### Short problem
Beneath this task is a listing; retype all of it exactly.

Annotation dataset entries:

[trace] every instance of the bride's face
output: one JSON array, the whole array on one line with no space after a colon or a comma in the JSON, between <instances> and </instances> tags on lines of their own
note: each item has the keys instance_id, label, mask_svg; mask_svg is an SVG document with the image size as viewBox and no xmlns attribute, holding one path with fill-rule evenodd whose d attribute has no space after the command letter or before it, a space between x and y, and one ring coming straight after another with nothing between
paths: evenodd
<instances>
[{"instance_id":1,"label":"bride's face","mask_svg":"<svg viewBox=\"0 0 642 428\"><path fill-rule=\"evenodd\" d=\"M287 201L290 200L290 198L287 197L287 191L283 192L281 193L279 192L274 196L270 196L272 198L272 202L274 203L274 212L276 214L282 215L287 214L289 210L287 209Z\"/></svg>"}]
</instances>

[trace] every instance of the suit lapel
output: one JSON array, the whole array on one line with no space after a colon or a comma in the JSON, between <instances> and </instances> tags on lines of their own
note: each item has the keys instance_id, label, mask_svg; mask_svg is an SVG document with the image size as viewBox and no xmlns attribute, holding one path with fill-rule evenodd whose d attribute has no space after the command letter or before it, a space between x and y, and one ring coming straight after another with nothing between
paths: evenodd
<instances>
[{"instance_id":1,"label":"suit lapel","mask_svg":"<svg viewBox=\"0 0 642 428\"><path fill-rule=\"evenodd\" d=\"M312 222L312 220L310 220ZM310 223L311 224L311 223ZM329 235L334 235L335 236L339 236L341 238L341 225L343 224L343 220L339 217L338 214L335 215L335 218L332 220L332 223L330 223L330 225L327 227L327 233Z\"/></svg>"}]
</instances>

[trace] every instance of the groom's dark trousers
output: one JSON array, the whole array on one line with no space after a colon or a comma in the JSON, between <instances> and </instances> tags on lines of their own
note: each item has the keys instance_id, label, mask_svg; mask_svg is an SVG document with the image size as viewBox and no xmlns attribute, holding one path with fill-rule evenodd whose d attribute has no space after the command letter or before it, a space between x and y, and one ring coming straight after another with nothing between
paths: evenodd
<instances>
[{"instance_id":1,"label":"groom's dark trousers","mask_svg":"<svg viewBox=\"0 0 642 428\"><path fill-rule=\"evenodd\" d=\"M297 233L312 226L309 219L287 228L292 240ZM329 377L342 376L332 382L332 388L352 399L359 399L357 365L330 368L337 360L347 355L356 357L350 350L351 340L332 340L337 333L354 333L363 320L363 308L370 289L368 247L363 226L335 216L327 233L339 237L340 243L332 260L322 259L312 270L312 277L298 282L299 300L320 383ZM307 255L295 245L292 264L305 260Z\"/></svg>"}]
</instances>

### Solution below
[trace] every instance of the bride's face
output: one JSON array, the whole array on one line with no space after a colon or a comma in the JSON, between <instances> and </instances> tags on lines of their own
note: each item has the keys instance_id, label, mask_svg; mask_svg is an SVG document with the image size as viewBox and no xmlns attribute, holding one path with fill-rule evenodd whose d attribute has no space after the command letter or before it, a space between x and y, and one ring coming straight after another with nothing between
paths: evenodd
<instances>
[{"instance_id":1,"label":"bride's face","mask_svg":"<svg viewBox=\"0 0 642 428\"><path fill-rule=\"evenodd\" d=\"M287 201L290 200L290 198L287 197L287 191L283 192L281 193L279 192L274 196L270 196L272 198L272 202L274 203L274 212L276 214L282 215L287 214L289 210L287 209Z\"/></svg>"}]
</instances>

[trace] every instance of the suit lapel
output: one JSON array, the whole array on one line with no space after a colon or a comma in the JSON, between <instances> and </instances> tags on lines of their own
note: each item has the keys instance_id, label, mask_svg; mask_svg is an SVG document with the image size as viewBox and no xmlns attribute, holding one path with fill-rule evenodd whose d attribute has no space after the command letter or before it, a space between x and y, and one ring coming straight after another with nothing between
paths: evenodd
<instances>
[{"instance_id":1,"label":"suit lapel","mask_svg":"<svg viewBox=\"0 0 642 428\"><path fill-rule=\"evenodd\" d=\"M312 222L312 220L310 220ZM310 223L311 224L311 223ZM329 235L334 235L335 236L339 236L341 238L341 225L343 224L343 220L339 217L338 214L335 215L335 218L332 220L332 223L330 223L330 225L327 227L327 233Z\"/></svg>"}]
</instances>

[trace] every instance of the groom's dark trousers
output: one JSON array, the whole array on one line with no space after a colon or a comma in the JSON, between <instances> and </instances> tags on lines of their own
note: each item has the keys instance_id, label, mask_svg; mask_svg is an SVG document with the image size as viewBox and no xmlns attribute, holding one path with fill-rule evenodd whose d attribute has no space after the command letter or before it, a space between x and y, and one ring coming straight after another with nothing between
paths: evenodd
<instances>
[{"instance_id":1,"label":"groom's dark trousers","mask_svg":"<svg viewBox=\"0 0 642 428\"><path fill-rule=\"evenodd\" d=\"M297 233L312 226L309 219L287 228L292 240ZM329 377L342 376L332 382L332 388L352 399L359 399L357 365L330 368L337 360L347 355L356 357L350 350L351 340L332 340L337 333L354 333L363 320L363 308L370 289L368 247L363 226L335 216L327 233L339 237L340 243L332 260L322 259L312 270L312 277L298 282L299 300L320 383ZM307 255L295 245L292 264L305 260Z\"/></svg>"}]
</instances>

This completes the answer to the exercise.